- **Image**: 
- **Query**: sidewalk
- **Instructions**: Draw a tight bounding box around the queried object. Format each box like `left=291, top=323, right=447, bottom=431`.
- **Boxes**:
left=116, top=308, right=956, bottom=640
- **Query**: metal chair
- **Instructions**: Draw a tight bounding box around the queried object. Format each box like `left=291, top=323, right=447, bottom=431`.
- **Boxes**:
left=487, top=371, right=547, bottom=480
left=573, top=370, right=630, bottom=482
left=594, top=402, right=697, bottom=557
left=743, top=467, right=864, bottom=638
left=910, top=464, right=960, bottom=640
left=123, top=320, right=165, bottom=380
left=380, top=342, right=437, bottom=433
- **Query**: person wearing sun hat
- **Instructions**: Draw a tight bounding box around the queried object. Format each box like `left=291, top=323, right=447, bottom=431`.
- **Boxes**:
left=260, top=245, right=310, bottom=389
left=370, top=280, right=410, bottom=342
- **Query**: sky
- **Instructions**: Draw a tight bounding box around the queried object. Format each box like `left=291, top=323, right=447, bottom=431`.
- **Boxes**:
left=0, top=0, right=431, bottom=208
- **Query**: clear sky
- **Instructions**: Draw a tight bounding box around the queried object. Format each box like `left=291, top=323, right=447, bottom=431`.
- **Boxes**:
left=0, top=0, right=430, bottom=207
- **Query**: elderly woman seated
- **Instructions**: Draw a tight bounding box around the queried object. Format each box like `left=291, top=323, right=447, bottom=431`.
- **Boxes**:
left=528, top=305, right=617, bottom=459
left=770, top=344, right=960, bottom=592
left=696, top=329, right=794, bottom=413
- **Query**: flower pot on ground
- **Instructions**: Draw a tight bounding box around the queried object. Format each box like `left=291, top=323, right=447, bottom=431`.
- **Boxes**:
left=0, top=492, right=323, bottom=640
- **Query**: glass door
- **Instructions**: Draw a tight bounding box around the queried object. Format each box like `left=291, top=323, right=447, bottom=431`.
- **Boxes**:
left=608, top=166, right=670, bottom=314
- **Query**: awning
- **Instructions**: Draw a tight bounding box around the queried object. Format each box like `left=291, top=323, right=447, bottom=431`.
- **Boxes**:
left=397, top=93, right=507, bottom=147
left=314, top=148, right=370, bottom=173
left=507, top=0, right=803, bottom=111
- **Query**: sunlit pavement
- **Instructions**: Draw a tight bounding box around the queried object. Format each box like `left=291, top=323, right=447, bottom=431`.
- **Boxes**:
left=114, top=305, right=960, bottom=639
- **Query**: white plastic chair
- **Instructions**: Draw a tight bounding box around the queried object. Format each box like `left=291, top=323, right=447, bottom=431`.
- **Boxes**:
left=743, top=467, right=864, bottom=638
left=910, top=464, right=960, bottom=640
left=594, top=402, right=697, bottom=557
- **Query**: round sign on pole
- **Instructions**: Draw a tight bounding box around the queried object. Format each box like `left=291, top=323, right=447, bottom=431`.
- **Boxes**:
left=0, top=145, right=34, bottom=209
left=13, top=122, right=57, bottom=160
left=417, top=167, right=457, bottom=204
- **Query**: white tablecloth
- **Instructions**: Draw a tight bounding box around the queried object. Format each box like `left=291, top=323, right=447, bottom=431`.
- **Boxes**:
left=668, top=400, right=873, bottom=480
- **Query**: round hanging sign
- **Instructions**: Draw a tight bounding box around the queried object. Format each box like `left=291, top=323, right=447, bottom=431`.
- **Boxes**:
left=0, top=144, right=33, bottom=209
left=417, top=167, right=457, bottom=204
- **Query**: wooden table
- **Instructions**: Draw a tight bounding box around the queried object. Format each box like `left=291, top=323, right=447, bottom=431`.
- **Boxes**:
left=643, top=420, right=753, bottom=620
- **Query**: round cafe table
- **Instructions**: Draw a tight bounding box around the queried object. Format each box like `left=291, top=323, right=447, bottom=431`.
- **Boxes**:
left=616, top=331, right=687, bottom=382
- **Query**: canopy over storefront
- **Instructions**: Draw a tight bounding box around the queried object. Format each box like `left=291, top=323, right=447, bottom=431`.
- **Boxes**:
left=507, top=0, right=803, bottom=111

******

Copy out the records word for word, starting at the line that contains "- **Query**: sky" and ending after the line that contains "left=696, top=329, right=794, bottom=413".

### Response:
- **Query**: sky
- **Instructions**: Draw a tight bounding box around the queried object. Format each box like `left=291, top=323, right=447, bottom=431`.
- **Boxes**:
left=0, top=0, right=431, bottom=208
- **Query**: clear sky
- **Instructions**: Draw a tight bounding box around the queried object. Format each box like `left=291, top=323, right=447, bottom=431`.
- **Boxes**:
left=0, top=0, right=430, bottom=207
- **Query**: elderly woman seated
- **Instructions**: Draw a tight bounding box around the queried object. Format each box like `left=291, top=323, right=447, bottom=431`.
- **Boxes**:
left=528, top=305, right=617, bottom=459
left=770, top=344, right=960, bottom=592
left=696, top=329, right=794, bottom=413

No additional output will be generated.